§ **Given passage**:

##########

During the reading of the letters, a small girl was chewing gum at intervals and that suggested to the teacher a way in which much help might be extended to the little refugees. The pupils were asked to calculate the amount that they spent weekly on non-essentials. They were told that if they were willing to share that amount with their little foreign sisters, many comforts might be secured for them. The value of making the offering a voluntary one was impressed upon the children, also the fact that the work of helping if begun, must be continued. The pupils were not to ask their parents for any money for this purpose, as it must be a personal sacrifice. A week was allowed for careful consideration of the matter, and at the end of that time it was solemnly decided that the school should establish a fund for the relief of some of the suffering children.
In November, 1917, the collection of money began. Each class has a bank on the teacher's desk into which money may be dropped. No one need know how much or how little a child gives, unless she herself tells the amount, but it is a matter of conscience to contribute as liberally as possible. For this reason the fund is called “The Conscience Fund.” It has become impossible for any girl to chew gum in peace unless her comrades feel sure that she has contributed generously to the fund.

##########

§ **Records shown**:
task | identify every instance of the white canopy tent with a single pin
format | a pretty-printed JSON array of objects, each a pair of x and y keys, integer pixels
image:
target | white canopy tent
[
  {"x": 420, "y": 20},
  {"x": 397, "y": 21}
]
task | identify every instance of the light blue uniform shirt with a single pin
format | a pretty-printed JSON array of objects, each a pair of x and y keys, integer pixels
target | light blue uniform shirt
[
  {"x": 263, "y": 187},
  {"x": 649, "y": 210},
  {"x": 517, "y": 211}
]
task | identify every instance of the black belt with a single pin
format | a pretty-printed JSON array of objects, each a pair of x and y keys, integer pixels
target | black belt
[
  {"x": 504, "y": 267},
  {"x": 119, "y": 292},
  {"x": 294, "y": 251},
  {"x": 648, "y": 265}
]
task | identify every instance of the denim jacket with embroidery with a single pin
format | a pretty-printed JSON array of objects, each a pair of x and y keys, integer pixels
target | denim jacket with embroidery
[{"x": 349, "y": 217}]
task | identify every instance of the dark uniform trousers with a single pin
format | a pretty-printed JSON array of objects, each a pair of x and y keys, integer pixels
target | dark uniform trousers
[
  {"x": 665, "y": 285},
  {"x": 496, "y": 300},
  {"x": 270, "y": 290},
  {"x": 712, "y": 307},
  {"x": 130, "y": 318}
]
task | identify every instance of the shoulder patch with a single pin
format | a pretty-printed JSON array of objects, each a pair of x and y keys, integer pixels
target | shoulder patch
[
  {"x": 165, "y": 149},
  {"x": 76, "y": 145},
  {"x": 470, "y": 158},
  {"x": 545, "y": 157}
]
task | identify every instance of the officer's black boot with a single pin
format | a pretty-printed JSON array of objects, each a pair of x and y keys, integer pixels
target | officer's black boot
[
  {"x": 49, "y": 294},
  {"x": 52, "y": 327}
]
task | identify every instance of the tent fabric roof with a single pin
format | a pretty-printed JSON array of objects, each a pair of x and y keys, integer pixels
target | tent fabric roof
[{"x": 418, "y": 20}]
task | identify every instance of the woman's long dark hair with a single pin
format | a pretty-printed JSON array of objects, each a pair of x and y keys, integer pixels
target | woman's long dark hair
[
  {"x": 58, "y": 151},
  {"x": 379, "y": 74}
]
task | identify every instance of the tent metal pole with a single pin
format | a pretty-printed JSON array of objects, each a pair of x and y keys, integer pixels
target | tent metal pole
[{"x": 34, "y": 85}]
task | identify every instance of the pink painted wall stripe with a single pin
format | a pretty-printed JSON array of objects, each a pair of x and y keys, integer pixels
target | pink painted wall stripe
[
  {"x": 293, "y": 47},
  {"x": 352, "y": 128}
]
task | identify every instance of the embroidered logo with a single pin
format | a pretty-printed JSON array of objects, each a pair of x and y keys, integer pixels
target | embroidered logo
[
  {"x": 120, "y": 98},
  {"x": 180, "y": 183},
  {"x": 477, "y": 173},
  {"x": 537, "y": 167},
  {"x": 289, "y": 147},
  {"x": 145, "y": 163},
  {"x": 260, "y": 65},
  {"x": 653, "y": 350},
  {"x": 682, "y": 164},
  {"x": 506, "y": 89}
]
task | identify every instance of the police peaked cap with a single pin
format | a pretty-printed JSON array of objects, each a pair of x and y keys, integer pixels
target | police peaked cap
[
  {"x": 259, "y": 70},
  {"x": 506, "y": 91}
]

##########

§ **Required actions**:
1. Answer from the passage about the school's Conscience Fund:
(a) What were the pupils asked to calculate?
(b) How much time was allowed to consider the matter?
(c) When did the collection of money begin?
2. Pick up the account of the school's Conscience Fund at its last sentence and continue it.

§ **Answer section**:
1.
(a) The amount they spent weekly on non-essentials.
(b) A week.
(c) In November, 1917.

2.
It seemed wise to have some definite work to do. Through the American Girl's Aid, four refugee children were adopted. Three French girls "whose fathers died on the field of honor" and a little Belgian girl orphaned through the fortunes of war, became the god-sisters of the school. The
French children live with their mothers and the amount paid by the school provides an adequate supply of food for them. The Belgian child is cared for in a Colony School in northern France.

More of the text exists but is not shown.